### [Task]
Reproduce every one of the records below, word for word and in the same order.
..............................
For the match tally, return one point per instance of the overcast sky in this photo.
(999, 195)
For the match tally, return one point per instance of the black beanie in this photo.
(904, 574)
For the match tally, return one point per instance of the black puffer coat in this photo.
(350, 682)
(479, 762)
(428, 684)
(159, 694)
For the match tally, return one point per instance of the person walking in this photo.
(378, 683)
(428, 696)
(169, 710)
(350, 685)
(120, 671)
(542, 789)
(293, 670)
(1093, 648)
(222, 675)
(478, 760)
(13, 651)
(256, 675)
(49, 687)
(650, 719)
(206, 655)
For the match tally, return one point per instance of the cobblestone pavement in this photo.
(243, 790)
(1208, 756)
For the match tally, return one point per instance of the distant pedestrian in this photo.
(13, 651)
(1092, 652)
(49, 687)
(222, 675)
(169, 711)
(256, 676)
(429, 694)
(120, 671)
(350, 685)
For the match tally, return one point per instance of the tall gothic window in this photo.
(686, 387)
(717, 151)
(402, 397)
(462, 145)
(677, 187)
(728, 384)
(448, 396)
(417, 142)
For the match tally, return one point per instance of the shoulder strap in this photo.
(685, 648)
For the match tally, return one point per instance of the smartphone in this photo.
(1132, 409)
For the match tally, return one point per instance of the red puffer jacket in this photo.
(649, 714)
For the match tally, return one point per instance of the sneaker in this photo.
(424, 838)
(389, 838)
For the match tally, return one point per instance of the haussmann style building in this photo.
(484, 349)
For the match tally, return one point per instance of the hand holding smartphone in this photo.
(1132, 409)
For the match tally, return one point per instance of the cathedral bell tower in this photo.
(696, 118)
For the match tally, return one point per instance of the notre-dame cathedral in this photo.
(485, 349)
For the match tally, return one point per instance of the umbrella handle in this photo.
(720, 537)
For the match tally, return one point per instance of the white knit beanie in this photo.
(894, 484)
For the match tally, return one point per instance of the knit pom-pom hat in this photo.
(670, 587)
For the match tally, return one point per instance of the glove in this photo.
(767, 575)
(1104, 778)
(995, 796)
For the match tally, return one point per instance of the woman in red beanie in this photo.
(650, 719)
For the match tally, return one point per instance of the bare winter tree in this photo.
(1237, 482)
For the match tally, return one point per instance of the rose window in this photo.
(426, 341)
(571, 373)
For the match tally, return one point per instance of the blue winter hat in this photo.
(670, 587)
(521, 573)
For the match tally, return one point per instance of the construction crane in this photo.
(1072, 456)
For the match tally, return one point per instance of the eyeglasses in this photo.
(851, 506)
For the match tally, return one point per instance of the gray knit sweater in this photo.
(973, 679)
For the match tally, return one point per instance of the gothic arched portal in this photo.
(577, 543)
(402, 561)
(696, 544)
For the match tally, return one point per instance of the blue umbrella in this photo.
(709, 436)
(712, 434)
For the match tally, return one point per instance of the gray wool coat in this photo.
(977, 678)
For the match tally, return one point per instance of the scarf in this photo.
..............................
### [In response]
For the match tally, return one point per instance of the overcast sky in this photo.
(999, 195)
For the match tally, return one point per instance of the black beanie in this photo.
(904, 574)
For the match tally, return one point per instance of the black puffer coat in this photo.
(350, 682)
(479, 762)
(428, 684)
(159, 694)
For the match tally, return one point per instance of the person walking in this photo.
(378, 683)
(428, 696)
(169, 710)
(350, 685)
(120, 671)
(542, 789)
(293, 670)
(1093, 648)
(222, 675)
(478, 760)
(13, 651)
(256, 675)
(49, 687)
(650, 719)
(206, 655)
For the match tally, return one point per instance of the cobblestone pavement in this photo.
(243, 790)
(1208, 756)
For the match tally, return one point per instance of the distant pedestrian in this photo.
(13, 651)
(1092, 652)
(49, 687)
(222, 675)
(169, 711)
(256, 676)
(429, 694)
(120, 671)
(350, 685)
For the match tally, return one point per instance of the tall gothic window in this photo.
(686, 387)
(717, 151)
(402, 397)
(462, 145)
(677, 187)
(728, 384)
(448, 396)
(417, 142)
For the match tally, return one point per instance of the shoulder strap in this photo.
(685, 648)
For the match tally, return one point per instance of the smartphone in this photo.
(1132, 409)
For the match tally, return one point per instance of the red puffer jacket in this photo.
(649, 714)
For the match tally, return one point per instance of the sneaker in this photo.
(424, 838)
(389, 838)
For the match tally, return one point per instance of the haussmann style building in this photo.
(484, 349)
For the match tally, return one point per instance of the hand holding smartphone in this photo.
(1132, 409)
For the match tally, return one point per instance of the cathedral bell tower in this photo.
(696, 118)
For the match tally, return one point per instance of the notre-dame cathedral in this photo.
(485, 349)
For the match tally, return one point per instance of the umbrella handle in this photo.
(720, 537)
For the match tally, return one point per instance of the white knit beanie in this photo.
(894, 484)
For the match tally, return one point per instance of the knit pom-pom hat in this photo.
(670, 587)
For the match tally, return one point per instance of the glove in this photo.
(767, 575)
(1104, 778)
(995, 796)
For the match tally, return one point per instance of the woman in red beanie in this photo.
(650, 719)
For the match tally, return one point per instance of the bare winter tree in this photo.
(1237, 482)
For the match tally, return one point per instance of the rose window in this photo.
(426, 341)
(571, 373)
For the match tally, return one point per instance of the blue winter hat in this photo.
(670, 587)
(521, 573)
For the match tally, return one point per instance of the construction crane in this photo.
(1072, 456)
For the match tally, return one point per instance of the eyeglasses in this photo.
(851, 506)
For the match tally, return one point per instance of the gray knit sweater in this photo.
(973, 679)
For the match tally, return one point per instance of the gothic arched portal in this photo.
(577, 543)
(402, 561)
(696, 544)
For the match tally, return one point per instance of the blue umbrella in this photo.
(709, 436)
(712, 434)
For the match tally, return one point per instance of the gray wool coat in this photo.
(977, 678)
For the match tally, return one point per instance of the scarf in this photo.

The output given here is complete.